Suppose it comes out that one of her sons hasn’t been going to school. If she has to pay a fine of several hundred dollars, she may have to pick up extra shifts at work to deal with this unexpected expense, which further limits her ability to monitor her son’s behavior. And it’s also possible that it is weakening their bond, because of course he’s doing something that he shouldn’t be doing and is causing his mother financial stress. And that can deteriorate the warmth in their relationship.

“Doing the research and actually evaluating things empirically is really important, because that can help us design better policies.”

And there is research showing that having a warm relationship with your mother can help to prevent delinquency. A study published in 2017 followed 317 mothers and their teenage sons over two and a half years. The sons had just been arrested for the first time when the study started, and interviews over the study period showed that a high-quality mother-son relationship reduced youths’ reoffending over time.
□ □ □
### Directions for this task
In the passage on fines and mother-son relationships, how many mothers and teenage sons did the 2017 study follow, and for how long?

[Data entries]
□ □ □
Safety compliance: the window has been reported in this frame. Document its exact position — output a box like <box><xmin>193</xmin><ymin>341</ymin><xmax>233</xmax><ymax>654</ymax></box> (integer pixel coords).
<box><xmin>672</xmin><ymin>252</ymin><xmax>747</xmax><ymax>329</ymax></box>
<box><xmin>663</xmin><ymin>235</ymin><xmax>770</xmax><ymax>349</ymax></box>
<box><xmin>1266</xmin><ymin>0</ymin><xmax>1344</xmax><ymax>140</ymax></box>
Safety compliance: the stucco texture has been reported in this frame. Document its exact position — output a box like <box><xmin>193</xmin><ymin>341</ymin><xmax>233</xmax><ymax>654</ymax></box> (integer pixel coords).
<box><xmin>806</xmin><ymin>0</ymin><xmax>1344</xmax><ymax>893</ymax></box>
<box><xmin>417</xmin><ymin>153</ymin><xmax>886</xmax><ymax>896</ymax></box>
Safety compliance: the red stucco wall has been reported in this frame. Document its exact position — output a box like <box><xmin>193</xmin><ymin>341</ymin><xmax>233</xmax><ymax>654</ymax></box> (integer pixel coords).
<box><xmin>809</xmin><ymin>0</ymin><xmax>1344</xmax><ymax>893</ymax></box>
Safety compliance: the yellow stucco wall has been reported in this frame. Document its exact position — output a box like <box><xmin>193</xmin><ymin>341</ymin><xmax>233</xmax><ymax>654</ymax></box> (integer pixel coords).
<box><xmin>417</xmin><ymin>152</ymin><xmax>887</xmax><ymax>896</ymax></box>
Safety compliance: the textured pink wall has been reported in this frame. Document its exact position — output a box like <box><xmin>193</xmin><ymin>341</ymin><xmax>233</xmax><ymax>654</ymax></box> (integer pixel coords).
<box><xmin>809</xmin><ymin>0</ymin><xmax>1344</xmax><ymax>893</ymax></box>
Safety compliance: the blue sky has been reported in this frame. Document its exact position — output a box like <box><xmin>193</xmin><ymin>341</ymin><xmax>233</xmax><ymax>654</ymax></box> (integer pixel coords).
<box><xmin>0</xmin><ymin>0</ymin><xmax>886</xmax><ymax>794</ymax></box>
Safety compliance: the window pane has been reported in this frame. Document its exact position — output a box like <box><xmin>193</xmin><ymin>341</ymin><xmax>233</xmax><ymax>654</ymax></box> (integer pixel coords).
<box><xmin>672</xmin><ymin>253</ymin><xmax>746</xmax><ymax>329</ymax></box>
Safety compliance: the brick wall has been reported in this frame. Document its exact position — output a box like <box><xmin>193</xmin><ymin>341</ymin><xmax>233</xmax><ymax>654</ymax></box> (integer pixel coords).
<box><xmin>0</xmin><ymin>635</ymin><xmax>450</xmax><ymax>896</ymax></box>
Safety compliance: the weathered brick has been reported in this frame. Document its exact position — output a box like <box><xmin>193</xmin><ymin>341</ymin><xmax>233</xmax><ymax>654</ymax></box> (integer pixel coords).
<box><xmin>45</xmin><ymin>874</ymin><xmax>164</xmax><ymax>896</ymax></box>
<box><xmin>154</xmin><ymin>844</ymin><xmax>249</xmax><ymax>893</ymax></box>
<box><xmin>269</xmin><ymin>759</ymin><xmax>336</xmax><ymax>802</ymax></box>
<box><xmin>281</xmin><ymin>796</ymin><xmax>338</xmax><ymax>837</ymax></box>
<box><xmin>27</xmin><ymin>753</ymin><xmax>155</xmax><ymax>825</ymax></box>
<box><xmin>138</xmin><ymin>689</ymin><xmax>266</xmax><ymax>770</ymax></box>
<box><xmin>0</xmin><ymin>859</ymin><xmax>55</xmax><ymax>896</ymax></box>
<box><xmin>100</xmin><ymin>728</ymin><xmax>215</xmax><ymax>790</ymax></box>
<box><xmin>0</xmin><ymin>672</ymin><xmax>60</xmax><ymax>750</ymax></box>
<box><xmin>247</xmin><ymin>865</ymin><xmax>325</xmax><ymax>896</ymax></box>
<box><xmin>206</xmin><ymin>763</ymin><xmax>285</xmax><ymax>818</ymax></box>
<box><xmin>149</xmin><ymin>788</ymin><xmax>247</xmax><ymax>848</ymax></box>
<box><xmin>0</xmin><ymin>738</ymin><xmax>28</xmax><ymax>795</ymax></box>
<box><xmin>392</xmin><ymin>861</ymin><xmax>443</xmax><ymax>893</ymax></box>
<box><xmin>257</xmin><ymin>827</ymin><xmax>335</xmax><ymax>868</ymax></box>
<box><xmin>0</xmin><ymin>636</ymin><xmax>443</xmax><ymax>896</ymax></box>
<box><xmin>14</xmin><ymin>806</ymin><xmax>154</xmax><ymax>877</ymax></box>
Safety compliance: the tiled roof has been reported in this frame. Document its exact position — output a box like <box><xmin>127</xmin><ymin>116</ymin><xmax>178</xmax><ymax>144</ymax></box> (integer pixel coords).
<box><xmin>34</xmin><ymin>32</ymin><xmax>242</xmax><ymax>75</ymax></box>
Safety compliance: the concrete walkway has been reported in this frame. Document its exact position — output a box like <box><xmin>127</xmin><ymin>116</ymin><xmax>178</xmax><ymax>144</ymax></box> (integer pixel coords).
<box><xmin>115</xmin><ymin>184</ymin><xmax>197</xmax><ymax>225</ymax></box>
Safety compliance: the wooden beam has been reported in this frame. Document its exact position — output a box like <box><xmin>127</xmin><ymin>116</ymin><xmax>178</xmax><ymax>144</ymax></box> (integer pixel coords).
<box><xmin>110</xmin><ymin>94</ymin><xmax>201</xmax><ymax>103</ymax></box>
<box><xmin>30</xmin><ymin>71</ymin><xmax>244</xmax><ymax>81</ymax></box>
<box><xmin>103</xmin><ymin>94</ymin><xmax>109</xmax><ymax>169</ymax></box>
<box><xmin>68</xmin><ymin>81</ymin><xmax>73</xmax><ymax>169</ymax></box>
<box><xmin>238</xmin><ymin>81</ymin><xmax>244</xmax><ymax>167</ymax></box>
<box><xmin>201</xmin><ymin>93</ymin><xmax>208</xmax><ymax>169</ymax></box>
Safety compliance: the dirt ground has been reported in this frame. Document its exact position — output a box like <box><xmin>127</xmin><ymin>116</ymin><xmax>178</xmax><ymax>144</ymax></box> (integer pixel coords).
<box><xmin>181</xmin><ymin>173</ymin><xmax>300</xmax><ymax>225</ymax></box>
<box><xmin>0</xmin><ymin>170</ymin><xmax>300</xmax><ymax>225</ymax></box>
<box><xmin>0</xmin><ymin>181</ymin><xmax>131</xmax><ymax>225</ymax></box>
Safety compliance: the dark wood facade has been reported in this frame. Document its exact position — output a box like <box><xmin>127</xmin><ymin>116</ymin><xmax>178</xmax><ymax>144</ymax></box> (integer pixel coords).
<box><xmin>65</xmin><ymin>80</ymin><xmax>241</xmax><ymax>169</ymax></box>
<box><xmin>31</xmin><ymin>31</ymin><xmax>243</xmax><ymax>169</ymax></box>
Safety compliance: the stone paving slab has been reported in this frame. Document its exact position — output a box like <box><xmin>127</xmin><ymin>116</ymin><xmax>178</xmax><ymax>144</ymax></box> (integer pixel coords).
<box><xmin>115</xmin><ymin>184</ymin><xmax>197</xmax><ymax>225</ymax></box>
□ □ □
### Expected answer
It followed 317 mothers and their teenage sons over two and a half years.